* start *

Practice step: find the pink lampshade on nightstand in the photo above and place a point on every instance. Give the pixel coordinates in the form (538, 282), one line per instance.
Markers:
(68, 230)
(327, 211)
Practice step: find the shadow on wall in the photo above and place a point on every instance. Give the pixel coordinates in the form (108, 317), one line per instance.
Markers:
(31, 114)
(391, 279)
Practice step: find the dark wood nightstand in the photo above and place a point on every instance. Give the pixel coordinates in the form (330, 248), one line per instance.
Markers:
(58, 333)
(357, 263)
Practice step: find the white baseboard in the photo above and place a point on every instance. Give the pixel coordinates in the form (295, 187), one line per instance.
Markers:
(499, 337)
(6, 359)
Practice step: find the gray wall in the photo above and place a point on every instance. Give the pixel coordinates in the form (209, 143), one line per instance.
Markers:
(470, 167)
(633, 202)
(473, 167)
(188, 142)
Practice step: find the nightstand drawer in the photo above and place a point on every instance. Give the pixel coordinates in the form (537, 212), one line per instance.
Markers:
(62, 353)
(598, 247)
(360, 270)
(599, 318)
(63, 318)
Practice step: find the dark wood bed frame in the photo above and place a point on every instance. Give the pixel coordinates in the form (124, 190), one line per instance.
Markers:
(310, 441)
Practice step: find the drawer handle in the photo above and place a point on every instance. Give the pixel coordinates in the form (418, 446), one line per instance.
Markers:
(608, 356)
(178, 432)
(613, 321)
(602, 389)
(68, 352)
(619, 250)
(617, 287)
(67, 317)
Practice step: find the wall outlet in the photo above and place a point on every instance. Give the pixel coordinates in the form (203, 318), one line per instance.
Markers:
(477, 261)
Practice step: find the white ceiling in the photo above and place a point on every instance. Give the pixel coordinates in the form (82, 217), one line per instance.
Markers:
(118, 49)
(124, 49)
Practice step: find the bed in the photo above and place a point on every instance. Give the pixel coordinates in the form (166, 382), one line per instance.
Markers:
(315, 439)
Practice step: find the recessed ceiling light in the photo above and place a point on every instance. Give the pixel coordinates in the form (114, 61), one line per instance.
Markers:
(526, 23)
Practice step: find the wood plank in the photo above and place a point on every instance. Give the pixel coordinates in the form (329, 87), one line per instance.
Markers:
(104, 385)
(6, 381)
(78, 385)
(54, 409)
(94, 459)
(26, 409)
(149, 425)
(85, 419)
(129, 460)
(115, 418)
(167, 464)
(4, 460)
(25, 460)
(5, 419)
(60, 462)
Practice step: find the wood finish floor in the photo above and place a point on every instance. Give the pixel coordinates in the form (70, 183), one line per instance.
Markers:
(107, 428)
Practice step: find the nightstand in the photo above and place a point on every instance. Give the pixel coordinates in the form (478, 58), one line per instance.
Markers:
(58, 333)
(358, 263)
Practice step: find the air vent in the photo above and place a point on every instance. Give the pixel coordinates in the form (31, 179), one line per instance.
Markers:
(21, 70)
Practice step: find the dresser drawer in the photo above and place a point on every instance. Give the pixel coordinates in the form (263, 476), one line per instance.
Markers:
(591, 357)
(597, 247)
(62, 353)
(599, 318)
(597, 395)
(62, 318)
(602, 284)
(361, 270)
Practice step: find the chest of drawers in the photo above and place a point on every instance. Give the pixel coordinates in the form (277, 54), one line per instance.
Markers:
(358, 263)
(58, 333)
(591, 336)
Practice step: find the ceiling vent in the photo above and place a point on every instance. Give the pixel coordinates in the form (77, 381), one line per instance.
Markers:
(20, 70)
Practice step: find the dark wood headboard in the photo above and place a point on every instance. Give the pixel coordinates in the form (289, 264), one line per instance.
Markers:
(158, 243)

* end *

*Task brief*
From the "Practice step: find the dresser" line to the close of the listing, restate each line word for word.

*Solution for this task*
Practice step: find the dresser drawer in the photo above and place a point on every instance. Give the pixel coordinates in the form (263, 476), one line per instance.
Markers:
(591, 357)
(597, 247)
(62, 353)
(599, 318)
(597, 395)
(62, 318)
(602, 284)
(361, 270)
Practice step: find the chest of drawers in the photo above and place a point on every instance. Give the pixel coordinates in the form (277, 54), one line per instance.
Markers:
(358, 263)
(58, 333)
(591, 336)
Practice step: find the ceiling vent in the photo above and place a point on every instance. Give the pixel coordinates in the form (77, 381), one line per instance.
Markers:
(20, 70)
Practice step: find the dark wood headboard in the photo above and place a point on every instance. Give the pixel coordinates in the form (289, 264), one line per instance.
Markers:
(158, 243)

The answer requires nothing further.